--- Begin ---

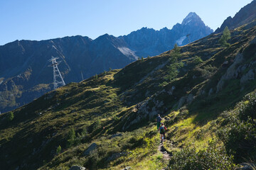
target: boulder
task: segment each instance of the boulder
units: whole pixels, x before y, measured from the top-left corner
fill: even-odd
[[[92,143],[90,147],[84,152],[83,155],[87,156],[90,154],[91,152],[92,152],[94,149],[95,149],[98,145],[95,143]]]
[[[79,166],[78,165],[72,166],[69,170],[85,170],[85,167]]]
[[[110,139],[114,138],[114,137],[119,137],[119,136],[122,136],[122,133],[114,134],[114,135],[112,135],[112,136],[110,137]]]
[[[117,158],[121,157],[122,156],[124,156],[124,155],[127,155],[127,154],[126,152],[119,152],[119,153],[114,153],[114,154],[112,154],[110,157],[108,157],[107,159],[107,160],[108,162],[113,161],[113,160],[117,159]]]
[[[244,84],[247,83],[249,80],[252,80],[255,79],[255,74],[253,72],[253,69],[250,69],[247,74],[244,74],[241,79],[240,84]]]
[[[131,166],[127,166],[126,168],[123,169],[122,170],[130,170],[132,169]]]

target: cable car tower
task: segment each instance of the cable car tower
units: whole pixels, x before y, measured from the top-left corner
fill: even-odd
[[[53,67],[53,89],[56,89],[59,86],[65,86],[63,78],[62,77],[60,70],[58,68],[58,64],[60,62],[56,62],[56,60],[59,57],[54,57],[52,56],[51,59],[48,61],[52,62],[51,64],[48,65],[49,67]]]

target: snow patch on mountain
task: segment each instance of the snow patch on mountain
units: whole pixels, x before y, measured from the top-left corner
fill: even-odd
[[[127,57],[133,56],[136,58],[136,60],[137,60],[139,58],[139,57],[137,57],[135,55],[135,52],[134,51],[131,50],[129,48],[122,47],[117,47],[117,49],[125,56],[127,56]]]
[[[183,41],[185,39],[186,39],[186,36],[181,37],[178,40],[176,40],[176,42],[178,45],[181,45]]]

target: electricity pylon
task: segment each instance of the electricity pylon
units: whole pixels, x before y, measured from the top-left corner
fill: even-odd
[[[58,57],[54,57],[52,56],[52,58],[50,59],[48,61],[52,62],[49,67],[53,67],[53,89],[56,89],[59,86],[65,86],[65,84],[64,82],[63,78],[62,77],[60,70],[58,68],[58,64],[60,62],[57,62],[56,60]]]

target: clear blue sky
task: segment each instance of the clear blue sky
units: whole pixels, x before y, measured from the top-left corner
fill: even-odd
[[[0,45],[81,35],[92,39],[142,27],[171,28],[196,12],[212,29],[252,0],[0,0]]]

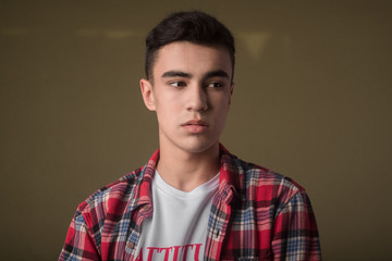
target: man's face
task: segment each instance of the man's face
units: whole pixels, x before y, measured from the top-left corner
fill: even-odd
[[[175,41],[158,50],[151,82],[140,80],[146,107],[157,112],[161,149],[191,153],[218,147],[234,85],[229,52]]]

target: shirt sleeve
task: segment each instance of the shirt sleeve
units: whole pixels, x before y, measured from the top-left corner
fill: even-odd
[[[97,244],[83,214],[77,211],[66,234],[59,261],[100,260]]]
[[[316,219],[304,190],[278,213],[271,247],[273,260],[321,260]]]

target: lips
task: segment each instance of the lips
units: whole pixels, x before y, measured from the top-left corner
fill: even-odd
[[[192,134],[203,134],[209,127],[209,125],[201,120],[191,120],[182,124],[182,126],[184,127],[184,129]]]
[[[201,120],[191,120],[191,121],[184,123],[182,126],[189,126],[189,125],[208,127],[208,124]]]

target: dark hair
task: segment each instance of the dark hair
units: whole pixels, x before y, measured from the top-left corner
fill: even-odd
[[[176,12],[162,20],[146,38],[146,77],[152,79],[157,51],[173,41],[191,41],[204,46],[222,46],[229,51],[234,73],[235,47],[230,30],[200,11]]]

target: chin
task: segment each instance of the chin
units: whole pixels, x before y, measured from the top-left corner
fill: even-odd
[[[188,142],[183,146],[183,149],[189,153],[203,153],[210,150],[213,146],[219,145],[219,141],[199,141],[199,142]]]

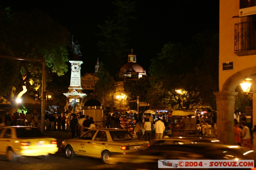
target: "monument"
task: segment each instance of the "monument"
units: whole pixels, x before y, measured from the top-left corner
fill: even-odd
[[[73,60],[68,61],[71,63],[71,77],[70,85],[68,91],[63,94],[67,98],[67,107],[68,108],[69,113],[75,113],[76,107],[83,106],[84,98],[87,96],[83,93],[83,88],[81,86],[81,76],[80,70],[82,61],[80,61],[80,57],[82,54],[80,51],[80,47],[78,41],[73,42],[72,36],[72,51],[73,52]]]

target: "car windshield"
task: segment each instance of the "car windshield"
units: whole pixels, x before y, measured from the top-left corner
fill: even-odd
[[[18,128],[16,129],[17,137],[41,137],[43,135],[40,130],[37,128]]]
[[[113,141],[121,141],[135,139],[132,135],[126,130],[110,131],[110,135]]]

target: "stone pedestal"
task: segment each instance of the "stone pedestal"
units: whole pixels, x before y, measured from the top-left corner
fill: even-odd
[[[80,70],[82,61],[69,61],[71,63],[71,77],[70,85],[68,87],[68,91],[63,94],[67,97],[67,104],[66,106],[68,107],[68,104],[74,99],[76,99],[77,103],[77,108],[83,106],[83,99],[87,96],[86,94],[83,93],[83,88],[81,86],[81,77]],[[77,108],[76,108],[77,109]]]
[[[224,144],[234,144],[234,113],[237,92],[214,93],[217,105],[217,138]]]

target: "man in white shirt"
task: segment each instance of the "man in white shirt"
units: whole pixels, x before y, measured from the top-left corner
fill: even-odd
[[[156,129],[156,139],[163,138],[163,135],[165,130],[165,127],[164,122],[161,121],[161,118],[157,119],[157,121],[155,123],[154,128]]]

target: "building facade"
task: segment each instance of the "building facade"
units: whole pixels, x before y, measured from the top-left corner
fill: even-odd
[[[234,144],[235,90],[249,80],[256,97],[256,4],[250,1],[220,1],[219,92],[217,105],[217,137]],[[252,1],[251,1],[252,2]],[[252,102],[253,124],[256,124],[256,100]]]

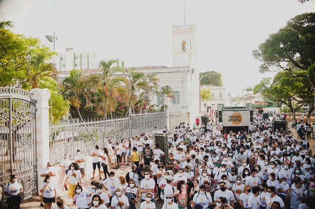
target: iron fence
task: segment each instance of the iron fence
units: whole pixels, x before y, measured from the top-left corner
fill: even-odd
[[[49,127],[50,161],[60,163],[65,154],[70,159],[77,149],[88,154],[95,146],[104,147],[108,140],[113,144],[126,137],[140,135],[166,124],[165,112],[130,114],[127,118],[52,125]]]

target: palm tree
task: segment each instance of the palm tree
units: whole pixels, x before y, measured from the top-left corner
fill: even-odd
[[[121,82],[126,83],[126,81],[125,78],[121,76],[117,75],[119,72],[123,73],[124,68],[119,67],[118,65],[115,67],[112,67],[112,65],[115,63],[118,63],[118,61],[111,60],[107,61],[101,60],[99,62],[99,67],[102,69],[101,76],[101,90],[102,95],[104,96],[104,101],[103,106],[103,113],[105,119],[107,118],[107,104],[108,99],[109,85],[111,82],[112,85],[116,85]]]
[[[11,20],[8,21],[3,20],[0,22],[0,30],[5,29],[6,28],[13,28],[13,21]]]
[[[143,90],[147,86],[147,83],[144,80],[145,76],[143,73],[136,72],[135,69],[132,67],[127,72],[126,75],[128,80],[128,90],[130,95],[129,102],[128,104],[128,110],[132,103],[132,99],[135,95],[136,90],[140,89]],[[128,112],[127,113],[127,115]]]
[[[33,89],[38,88],[38,79],[45,76],[55,79],[57,76],[56,64],[53,62],[46,63],[48,59],[47,54],[43,53],[37,55],[31,61],[31,68],[29,72],[29,82],[32,84]]]
[[[64,87],[65,94],[68,96],[70,104],[76,109],[80,119],[83,122],[83,119],[79,109],[82,104],[79,96],[82,92],[83,87],[85,85],[81,79],[81,76],[82,74],[80,70],[72,70],[70,72],[69,76],[63,80],[63,85]]]

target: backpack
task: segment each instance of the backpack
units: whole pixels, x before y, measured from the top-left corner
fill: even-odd
[[[135,174],[134,174],[134,172],[133,172],[133,171],[130,171],[130,172],[133,173],[133,177],[134,177],[134,176],[135,176]],[[129,180],[130,180],[130,177],[129,176],[129,174],[130,173],[130,172],[128,172],[127,173],[127,174],[126,174],[126,179],[127,183],[128,183],[129,182]]]

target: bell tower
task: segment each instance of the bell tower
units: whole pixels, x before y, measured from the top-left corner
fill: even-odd
[[[196,27],[173,26],[173,67],[196,67]]]

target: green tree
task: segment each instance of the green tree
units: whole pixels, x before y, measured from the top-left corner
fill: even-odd
[[[215,71],[200,73],[200,85],[212,85],[215,87],[222,87],[222,74]]]
[[[315,88],[314,45],[315,13],[306,13],[289,20],[284,27],[270,34],[252,53],[256,59],[262,62],[259,67],[261,73],[282,70],[287,72],[292,78],[301,79],[301,83],[307,83]],[[284,88],[282,87],[283,89]],[[300,96],[303,96],[303,92],[301,90]],[[311,88],[308,89],[308,94],[314,98]],[[314,109],[313,101],[309,116]]]
[[[13,28],[13,22],[9,20],[6,21],[3,20],[2,22],[0,22],[0,30],[6,29],[8,28]]]
[[[211,100],[211,90],[210,89],[202,89],[200,90],[200,96],[202,101],[210,101]]]

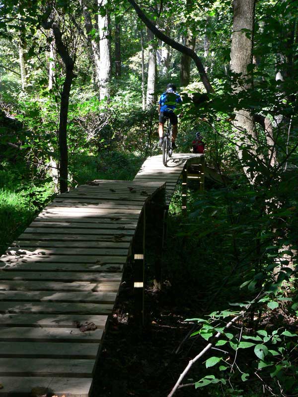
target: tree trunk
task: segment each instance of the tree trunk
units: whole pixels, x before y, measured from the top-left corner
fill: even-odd
[[[121,41],[120,24],[117,21],[115,18],[115,64],[116,77],[120,77],[121,75]]]
[[[156,28],[155,24],[145,15],[142,9],[140,8],[138,4],[136,2],[135,0],[128,0],[128,2],[133,6],[136,10],[136,11],[140,18],[144,22],[145,25],[147,26],[148,29],[149,29],[151,32],[153,32],[155,36],[158,39],[160,39],[164,43],[168,44],[169,46],[177,50],[183,54],[186,54],[194,60],[196,66],[199,71],[199,73],[202,79],[202,82],[204,84],[207,92],[213,92],[214,89],[212,88],[209,79],[206,74],[206,70],[204,69],[204,66],[202,63],[200,57],[198,57],[194,51],[191,50],[190,48],[187,48],[185,46],[182,46],[177,41],[166,36],[162,33],[160,30]]]
[[[185,38],[185,46],[194,51],[196,46],[196,37],[189,31]],[[180,65],[180,85],[186,87],[190,81],[190,64],[191,58],[189,55],[182,54]]]
[[[255,1],[234,0],[233,2],[234,13],[230,68],[232,71],[241,73],[241,81],[234,89],[236,92],[251,88],[252,84],[251,76],[247,73],[247,66],[252,63]],[[242,31],[242,29],[245,31]],[[247,36],[248,31],[250,32],[249,37]],[[236,118],[233,125],[236,136],[251,135],[256,139],[255,124],[251,112],[240,109],[235,110],[235,113]],[[242,151],[238,146],[236,148],[238,157],[241,160]],[[251,176],[247,174],[245,169],[244,172],[251,181]]]
[[[54,22],[52,28],[56,44],[57,51],[61,57],[65,66],[66,76],[61,94],[59,119],[59,185],[60,193],[67,192],[68,189],[68,150],[67,146],[67,119],[70,94],[74,74],[74,63],[70,56],[68,49],[62,40],[62,34],[58,24]]]
[[[50,54],[49,60],[49,89],[53,88],[54,81],[55,79],[55,38],[53,31],[51,30],[51,35],[50,36],[51,41],[50,43]]]
[[[142,108],[146,109],[146,90],[145,89],[145,61],[144,57],[144,40],[143,29],[141,30],[141,45],[142,46]]]
[[[107,0],[98,0],[99,9],[106,6]],[[99,70],[99,99],[110,100],[110,83],[111,75],[110,18],[108,11],[103,16],[98,14],[98,31],[100,64]]]
[[[207,58],[209,55],[209,48],[210,48],[210,39],[206,32],[204,36],[204,57]]]
[[[80,3],[83,7],[83,13],[85,20],[85,29],[88,36],[89,42],[91,43],[91,48],[92,55],[92,61],[94,67],[95,80],[96,83],[99,85],[99,80],[100,75],[100,55],[99,50],[99,44],[93,38],[90,37],[90,34],[93,29],[92,23],[92,19],[90,12],[88,7],[84,5],[82,0],[80,0]],[[96,28],[94,28],[96,29]]]
[[[148,59],[148,78],[147,79],[147,93],[146,105],[152,106],[156,100],[155,85],[156,80],[156,40],[151,30],[147,29],[149,52]]]
[[[28,87],[27,80],[27,68],[26,67],[26,61],[24,56],[24,48],[25,43],[21,37],[20,37],[19,43],[19,60],[20,68],[21,69],[21,79],[22,81],[22,90],[25,91]]]

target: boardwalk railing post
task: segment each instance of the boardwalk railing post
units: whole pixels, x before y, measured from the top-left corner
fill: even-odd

--- End ---

■ **The problem**:
Recast the listing as a numbered list, from the line with "target: boardwalk railing post" up to and including its final line, leaving out any blank lines.

■ **Full output**:
1. target: boardwalk railing post
2. task: segment each instance of the boardwalk railing post
3. units: whole pixels, x before y, measured from the top-left corner
4. fill: even-odd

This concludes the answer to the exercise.